DATA:
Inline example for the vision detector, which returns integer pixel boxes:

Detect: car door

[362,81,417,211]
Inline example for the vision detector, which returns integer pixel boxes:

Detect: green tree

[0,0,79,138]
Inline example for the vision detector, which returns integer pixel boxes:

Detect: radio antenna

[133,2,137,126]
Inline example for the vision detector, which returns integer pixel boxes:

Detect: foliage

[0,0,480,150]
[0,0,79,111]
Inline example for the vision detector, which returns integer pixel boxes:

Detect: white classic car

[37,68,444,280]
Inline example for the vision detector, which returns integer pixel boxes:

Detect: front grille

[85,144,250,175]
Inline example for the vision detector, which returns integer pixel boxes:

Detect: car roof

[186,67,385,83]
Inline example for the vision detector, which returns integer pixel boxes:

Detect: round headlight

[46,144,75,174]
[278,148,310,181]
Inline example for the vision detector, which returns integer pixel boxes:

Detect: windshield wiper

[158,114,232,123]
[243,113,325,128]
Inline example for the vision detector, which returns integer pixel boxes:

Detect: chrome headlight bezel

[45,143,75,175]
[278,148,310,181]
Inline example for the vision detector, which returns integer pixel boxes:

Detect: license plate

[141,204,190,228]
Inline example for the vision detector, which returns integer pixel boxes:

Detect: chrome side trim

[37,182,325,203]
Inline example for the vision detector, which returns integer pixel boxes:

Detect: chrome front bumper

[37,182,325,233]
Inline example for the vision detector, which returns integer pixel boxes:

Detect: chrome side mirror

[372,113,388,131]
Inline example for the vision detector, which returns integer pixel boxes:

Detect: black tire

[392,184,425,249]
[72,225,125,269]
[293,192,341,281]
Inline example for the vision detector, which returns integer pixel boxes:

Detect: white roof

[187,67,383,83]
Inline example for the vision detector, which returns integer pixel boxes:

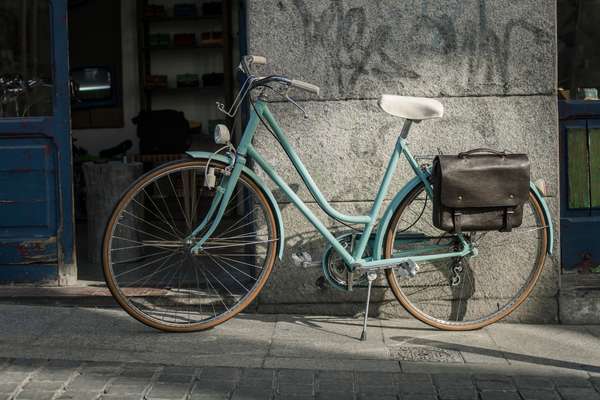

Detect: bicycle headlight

[215,124,231,144]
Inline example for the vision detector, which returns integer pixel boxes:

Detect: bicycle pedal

[398,260,419,278]
[292,251,321,268]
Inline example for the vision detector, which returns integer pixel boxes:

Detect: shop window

[0,0,53,118]
[558,0,600,101]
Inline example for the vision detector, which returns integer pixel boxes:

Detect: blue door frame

[559,100,600,273]
[0,0,76,285]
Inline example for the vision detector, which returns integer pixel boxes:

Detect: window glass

[0,0,53,118]
[558,0,600,100]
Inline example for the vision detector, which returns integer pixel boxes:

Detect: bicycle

[103,56,553,339]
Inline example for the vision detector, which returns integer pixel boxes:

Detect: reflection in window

[558,0,600,100]
[0,0,53,118]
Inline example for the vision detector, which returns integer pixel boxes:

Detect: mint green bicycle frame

[187,100,475,270]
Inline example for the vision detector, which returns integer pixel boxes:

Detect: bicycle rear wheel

[384,184,548,330]
[103,160,278,332]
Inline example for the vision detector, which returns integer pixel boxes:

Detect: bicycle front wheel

[103,160,278,332]
[384,184,548,331]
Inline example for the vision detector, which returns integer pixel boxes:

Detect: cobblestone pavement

[0,359,600,400]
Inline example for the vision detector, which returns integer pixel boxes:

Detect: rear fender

[373,177,554,260]
[187,151,285,260]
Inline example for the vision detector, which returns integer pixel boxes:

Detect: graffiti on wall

[290,0,554,94]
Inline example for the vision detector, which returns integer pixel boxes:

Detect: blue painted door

[559,101,600,274]
[0,0,76,284]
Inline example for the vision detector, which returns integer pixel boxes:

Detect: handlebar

[242,56,321,96]
[290,79,321,96]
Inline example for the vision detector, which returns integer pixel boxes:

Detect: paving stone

[277,369,315,385]
[0,372,32,383]
[195,379,237,391]
[552,377,592,388]
[399,393,437,400]
[475,376,517,391]
[357,393,398,400]
[241,368,276,381]
[433,374,474,388]
[146,383,191,400]
[513,376,554,389]
[190,392,230,400]
[396,374,433,385]
[100,394,143,400]
[519,389,560,400]
[16,390,56,400]
[237,381,275,391]
[399,382,437,394]
[157,374,194,383]
[481,390,521,400]
[2,358,44,374]
[66,375,110,393]
[558,387,600,400]
[277,382,314,396]
[232,389,274,400]
[317,371,354,381]
[110,376,152,385]
[56,392,99,400]
[121,366,158,379]
[199,368,241,381]
[190,383,234,400]
[0,382,20,393]
[356,372,398,386]
[33,367,77,381]
[316,392,354,400]
[105,383,149,396]
[80,362,123,376]
[161,366,197,376]
[438,386,478,400]
[22,380,65,392]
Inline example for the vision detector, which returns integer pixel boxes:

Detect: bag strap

[452,209,462,233]
[458,147,508,158]
[500,207,515,232]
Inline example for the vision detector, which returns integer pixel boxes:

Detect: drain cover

[390,346,464,363]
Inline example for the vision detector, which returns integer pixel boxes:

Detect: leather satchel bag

[432,149,530,233]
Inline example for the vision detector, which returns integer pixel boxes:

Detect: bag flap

[436,154,530,208]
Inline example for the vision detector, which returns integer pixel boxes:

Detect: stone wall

[248,0,559,321]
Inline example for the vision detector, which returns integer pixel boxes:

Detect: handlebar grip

[291,79,321,96]
[248,56,267,65]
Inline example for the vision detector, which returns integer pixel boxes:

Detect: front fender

[373,177,554,260]
[186,151,285,260]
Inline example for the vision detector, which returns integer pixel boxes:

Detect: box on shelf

[173,33,196,47]
[177,74,200,88]
[144,75,169,89]
[149,33,171,47]
[200,31,225,45]
[202,72,225,87]
[173,3,198,17]
[144,4,167,18]
[202,1,223,17]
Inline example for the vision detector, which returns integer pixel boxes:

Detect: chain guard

[321,233,372,291]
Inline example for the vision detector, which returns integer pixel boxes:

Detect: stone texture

[255,96,558,202]
[248,0,556,99]
[560,291,600,324]
[247,0,560,322]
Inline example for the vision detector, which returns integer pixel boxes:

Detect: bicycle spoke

[106,162,278,330]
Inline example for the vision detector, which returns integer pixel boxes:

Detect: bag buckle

[500,208,515,232]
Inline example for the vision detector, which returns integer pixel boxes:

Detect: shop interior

[69,0,244,281]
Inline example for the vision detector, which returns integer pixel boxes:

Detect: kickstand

[360,272,377,342]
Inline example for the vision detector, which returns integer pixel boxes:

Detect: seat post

[400,119,415,139]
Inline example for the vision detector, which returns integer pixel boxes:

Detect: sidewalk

[0,305,600,400]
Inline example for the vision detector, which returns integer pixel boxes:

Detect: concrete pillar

[248,0,559,321]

STATED GOAL: Please write out again, unchanged, everything from the very first of the rows through the line containing "[0,0,79,111]", that line included.

SOLUTION FOR THIS EXERCISE:
Inline example for the vision detector, which returns integer pixel boxes:

Detect: car door

[362,81,417,211]
Inline example for the vision detector, which returns integer pixel boxes:

Detect: green tree

[0,0,79,138]
Inline example for the vision detector, which returns integer pixel boxes:

Detect: radio antenna

[133,2,137,126]
Inline example for the vision detector, which returns integer pixel boxes:

Detect: foliage

[0,0,480,150]
[0,0,79,111]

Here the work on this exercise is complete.